BLITZER: All right. Alexandra thanks very much for that.

Now to the devastation and the fears of a soaring death toll in the Bahamas.

CNN's Victor Blackwell is in Nassau for us. He's just back from a trip to the hard hit town of Marsh Harbour. Victor, how bad was it out there? What did you see?

VICTOR BLACKWELL, CNN CORRESPONDENT: Wolf, the scale is unimaginable. There are communities there, there are two communities called The Mud and Pigeon Pea where a lot of the Haitian community lives, blocked, colorful houses brightly painted, they look like piles of Legos there the way they've been scrambled.

But I got to give you an update. We just heard from U.S. Air Force General Terrence O'Shaughnessy of northern command who says the Air Force is now working with the Bahamian government to reestablish air traffic control, to rebuild some damaged airports, to support the search and rescue effort. We heard from the U.S. Charged d'Affaires to the Bahamas who says that the USAID disaster response team will be walking through the keys looking for people who potentially survived and those who have not survived.

But we heard from the Bahamian health minister who believes that the eventual number of those who were killed by Hurricane Dorian will be his word, "staggering." The current number is 30. But on our flight over Abaco today, we saw hundreds of people crowded around these damaged airports.

DATA SUPPLIED:

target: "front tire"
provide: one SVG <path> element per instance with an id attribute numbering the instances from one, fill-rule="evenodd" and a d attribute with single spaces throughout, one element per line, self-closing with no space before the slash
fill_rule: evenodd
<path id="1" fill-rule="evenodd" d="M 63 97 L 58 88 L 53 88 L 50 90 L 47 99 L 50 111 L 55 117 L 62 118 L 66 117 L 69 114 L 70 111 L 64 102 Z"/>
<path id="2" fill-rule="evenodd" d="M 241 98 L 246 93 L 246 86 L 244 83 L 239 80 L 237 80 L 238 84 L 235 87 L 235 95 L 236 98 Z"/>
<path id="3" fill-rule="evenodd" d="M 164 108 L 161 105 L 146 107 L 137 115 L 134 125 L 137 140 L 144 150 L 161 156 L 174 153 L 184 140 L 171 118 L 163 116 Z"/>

SET EXERCISE 1:
Duplicate the passage from the Bahamas hurricane report, everything from "BLITZER: All right." down to "they've been scrambled.".
SET EXERCISE 2:
Set down every line of the records exactly as they stand.

COMPLETE RESPONSE 1:
BLITZER: All right. Alexandra thanks very much for that.

Now to the devastation and the fears of a soaring death toll in the Bahamas.

CNN's Victor Blackwell is in Nassau for us. He's just back from a trip to the hard hit town of Marsh Harbour. Victor, how bad was it out there? What did you see?

VICTOR BLACKWELL, CNN CORRESPONDENT: Wolf, the scale is unimaginable. There are communities there, there are two communities called The Mud and Pigeon Pea where a lot of the Haitian community lives, blocked, colorful houses brightly painted, they look like piles of Legos there the way they've been scrambled.

COMPLETE RESPONSE 2:
target: "front tire"
provide: one SVG <path> element per instance with an id attribute numbering the instances from one, fill-rule="evenodd" and a d attribute with single spaces throughout, one element per line, self-closing with no space before the slash
fill_rule: evenodd
<path id="1" fill-rule="evenodd" d="M 63 97 L 58 88 L 53 88 L 50 90 L 47 99 L 50 111 L 55 117 L 62 118 L 66 117 L 69 114 L 70 111 L 64 102 Z"/>
<path id="2" fill-rule="evenodd" d="M 241 98 L 246 93 L 246 86 L 244 83 L 239 80 L 237 80 L 238 84 L 235 87 L 235 95 L 236 98 Z"/>
<path id="3" fill-rule="evenodd" d="M 164 108 L 161 105 L 146 107 L 137 115 L 134 125 L 137 140 L 144 150 L 161 156 L 174 153 L 184 140 L 171 118 L 163 116 Z"/>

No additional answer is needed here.